What to work on
(A) According to the crypto fraud guide, how much did crypto scams cost victims in 2021, based on Action Fraud's report?
(B) Quote the crypto fraud guide word for word, beginning at the words "Cryptocurrency Scams In" and stopping after "a business prospect.".

Extract to read
+---+
Unfortunately, crypto hoaxes do occasionally happen, so this guide looks at how savvy investors can protect their money online.
£146m Cost Of Crypto Fraud
Action Fraud is a UK-wide reporting centre, collating statistics about a broad range of cybercrimes and fraud.
In 2021, it reported that crypto scams had cost victims over £146 million, almost 30 per cent higher than in the previous year.
To expand a little on that figure:
- The average instance of crypto fraud costs the victim just over £20,500.
- 11 per cent of reports came from investors aged between 18 and 25.
- More than half of the victims were aged between 18 and 45.
The UK Treasury Committee has published a series of recommendations calling for legal reforms to tackle the scale of the problem.
There are countless tactics that criminals will use to try and present a sophisticated ruse that isn’t easy to spot.
Most of the time, a scam starts with a promotion offering low-threshold investment opportunities to buy into mining or investment projects, with guaranteed high returns, typically advertised through social media to younger users.
The best approach for investors is to thoroughly research any offers, make trades through a respected exchange or broker, and never engage in crypto transactions with an unverified third party.
Cryptocurrency Scams In 2022
Unlawful activities targeting unsuspecting investors usually have one of two objectives:
- Gain access to a digital wallet or verification information to steal crypto, security codes or private financial information.
- Get the target to transfer crypto to the scammer under the premise of investing or buying into a business prospect.
Here are some schemes reported in recent months:
Crypto investment fraud
A standard approach for a crypto scammer is to advertise an investment scheme or high-profit option, inviting new traders to try their hand at crypto, usually with a guaranteed minimum return.
As with any investment, there is no possible way that anyone can offer guarantees, and crypto is particularly high risk – this promise of a high yield will always, inevitably turn out to be a lie.
Misleading websites may look trustworthy, indicative of the level of financial backing a criminal enterprise will pour into this type of scam to get individuals on board.
Often, victims don’t know they have been tricked until they try to make a withdrawal and can be targeted repeatedly with a dummy account showing an ever-increasing balance that doesn’t exist.
Extortion crypto scams
Extortion, or blackmail, is also on the rise although in many cases, the scammer does not have any of the information they claim.
Many cases begin with an email or message stating that a hacker has retrieved sensitive personal details, proof of illicit activities or other compromising information.
The victims must transfer crypto or private keys to protect themselves, although the blackmail material does not exist.
Phishing scams are common, with individuals often receiving an email or text purportedly from their bank or other trusted source, and the same tactic has been replicated to mimic crypto wallets.
Crypto account holders receive correspondence that looks frighteningly believable and need to enter their private key to respond.
Many of these hoaxes claim to be alerting the individual of attempted fraud or hacking – but when they enter their details, the crypto in their wallets suddenly vanishes.
In the six months to March 2021, the Federal Trade Commission reports that a stunning $2 million in crypto was transferred to impersonators claiming to be Elon Musk.
It’s pretty easy to copy a social media account or profile and equally simple to create a post inviting people to transfer their funds – usually within a rushed deadline or with a limited take-up volume – in return for an exciting opportunity or competition.
+---+
Material supplied
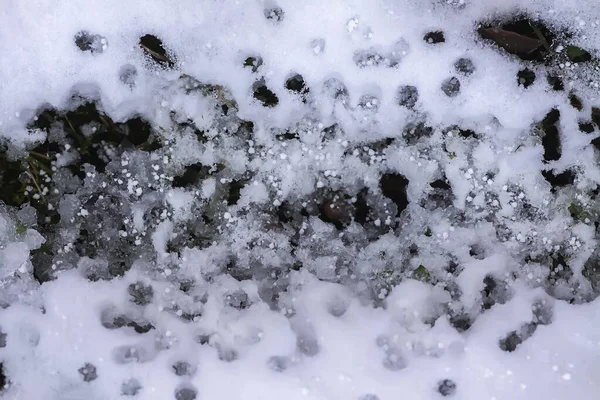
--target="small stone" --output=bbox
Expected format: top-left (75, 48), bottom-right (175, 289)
top-left (121, 378), bottom-right (142, 396)
top-left (423, 31), bottom-right (446, 44)
top-left (128, 281), bottom-right (154, 306)
top-left (398, 85), bottom-right (419, 108)
top-left (442, 76), bottom-right (460, 97)
top-left (119, 64), bottom-right (138, 87)
top-left (78, 363), bottom-right (98, 382)
top-left (438, 379), bottom-right (456, 397)
top-left (454, 58), bottom-right (476, 75)
top-left (267, 356), bottom-right (292, 372)
top-left (264, 6), bottom-right (285, 22)
top-left (173, 361), bottom-right (196, 376)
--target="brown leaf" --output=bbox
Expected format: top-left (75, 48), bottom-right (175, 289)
top-left (479, 28), bottom-right (543, 55)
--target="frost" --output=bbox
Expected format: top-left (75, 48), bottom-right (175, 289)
top-left (0, 0), bottom-right (600, 400)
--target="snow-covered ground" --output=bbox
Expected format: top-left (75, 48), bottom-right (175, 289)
top-left (0, 0), bottom-right (600, 400)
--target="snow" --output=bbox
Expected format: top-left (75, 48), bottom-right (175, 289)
top-left (0, 0), bottom-right (600, 400)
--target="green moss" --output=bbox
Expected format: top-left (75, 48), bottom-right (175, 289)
top-left (412, 265), bottom-right (431, 282)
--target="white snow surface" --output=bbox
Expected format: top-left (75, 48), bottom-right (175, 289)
top-left (0, 0), bottom-right (600, 400)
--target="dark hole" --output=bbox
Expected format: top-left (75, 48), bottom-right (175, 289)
top-left (541, 109), bottom-right (561, 161)
top-left (579, 122), bottom-right (595, 133)
top-left (423, 31), bottom-right (446, 44)
top-left (402, 122), bottom-right (433, 145)
top-left (542, 126), bottom-right (561, 161)
top-left (549, 253), bottom-right (573, 283)
top-left (354, 188), bottom-right (371, 225)
top-left (173, 163), bottom-right (210, 187)
top-left (547, 75), bottom-right (565, 91)
top-left (379, 173), bottom-right (409, 216)
top-left (441, 76), bottom-right (460, 97)
top-left (429, 179), bottom-right (452, 190)
top-left (227, 180), bottom-right (246, 206)
top-left (253, 82), bottom-right (279, 107)
top-left (285, 74), bottom-right (309, 100)
top-left (517, 68), bottom-right (535, 88)
top-left (140, 35), bottom-right (175, 67)
top-left (275, 131), bottom-right (300, 140)
top-left (569, 93), bottom-right (583, 111)
top-left (277, 201), bottom-right (292, 224)
top-left (244, 56), bottom-right (263, 72)
top-left (319, 200), bottom-right (350, 231)
top-left (542, 169), bottom-right (575, 191)
top-left (450, 314), bottom-right (473, 332)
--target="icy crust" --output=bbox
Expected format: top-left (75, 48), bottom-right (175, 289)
top-left (0, 1), bottom-right (600, 400)
top-left (0, 271), bottom-right (600, 399)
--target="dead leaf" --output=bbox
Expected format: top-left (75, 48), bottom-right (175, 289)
top-left (592, 107), bottom-right (600, 128)
top-left (479, 28), bottom-right (544, 55)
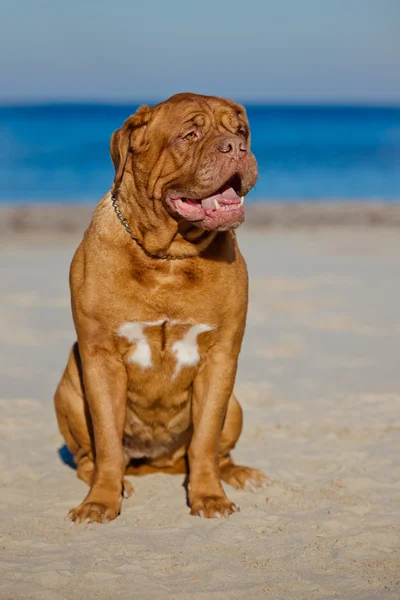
+---+
Responses
(A) Over £146 million.

(B)
Cryptocurrency Scams In 2022
Unlawful activities targeting unsuspecting investors usually have one of two objectives:
- Gain access to a digital wallet or verification information to steal crypto, security codes or private financial information.
- Get the target to transfer crypto to the scammer under the premise of investing or buying into a business prospect.